Given request →
Answer these questions from the newspaper text below:
(a) Which commission has charge of the graves on the Western Front battle scene?
(b) Who was the retiring president who spoke at the Methodist Conference?
(c) Where do the officials who complain about troopship questions work?

Sectarianism

These graves on the scene of a Western Front battle of a year ago are in the charge of the Imperial War Graves Commission. They show how well the work of tending the graves is already in hand. - Otago Witness, 6.3.1918.
These graves on the scene of a Western Front battle of a year ago are in the charge of the Imperial War Graves Commission. They show how well the work of tending the graves is already in hand. - Otago Witness, 6.3.1918.
Speaking last evening at the Methodist Conference, the retiring president (the Rev. W. A. Sinclair) touched briefly upon the question of sectarianism as it has manifested itself of late.

''We desire,'' he said, ''to live at peace with all men and to remain, as we have ever claimed to be, the friends of all, the enemies of none. We have no wish to these days of sorrow and strain and crisis to provoke bitter sectarian strife. But a militant Romanism must be met with a militant Protestanism.

There is an urgent need in the dominion for a federation of the Protestant forces, but that federation must be built up, not by attacking what may appear to us to be the errors and abuses of another church, but by the assertion of those great political and religious principles which lie at the foundation of our Protestanism.''

Troopship secrecy

Officials at the local Defence Headquarters complain that a great deal of inconvenience and annoyance is caused by a section of the public who is either unaware of the regulations enforcing secrecy about the movements of troopships or intends to defeat these regulations as far as possible.

The office is sometimes bombarded with questions as to the movements of ships about which it is bound to say nothing, and the questioner generally assumes a very aggrieved air when told that the regulations cannot be broken for his special benefit.

Supplied data →

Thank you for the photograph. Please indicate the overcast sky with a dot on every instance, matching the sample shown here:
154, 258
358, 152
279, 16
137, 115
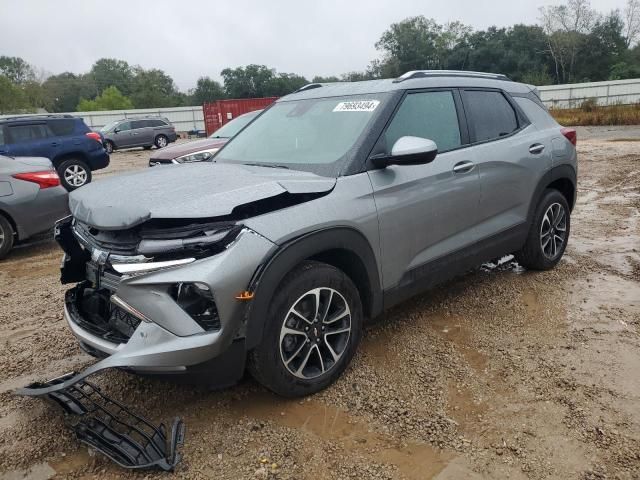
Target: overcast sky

Exercise solution →
(a) The Imperial War Graves Commission.
(b) The Rev. W. A. Sinclair.
(c) At the local Defence Headquarters.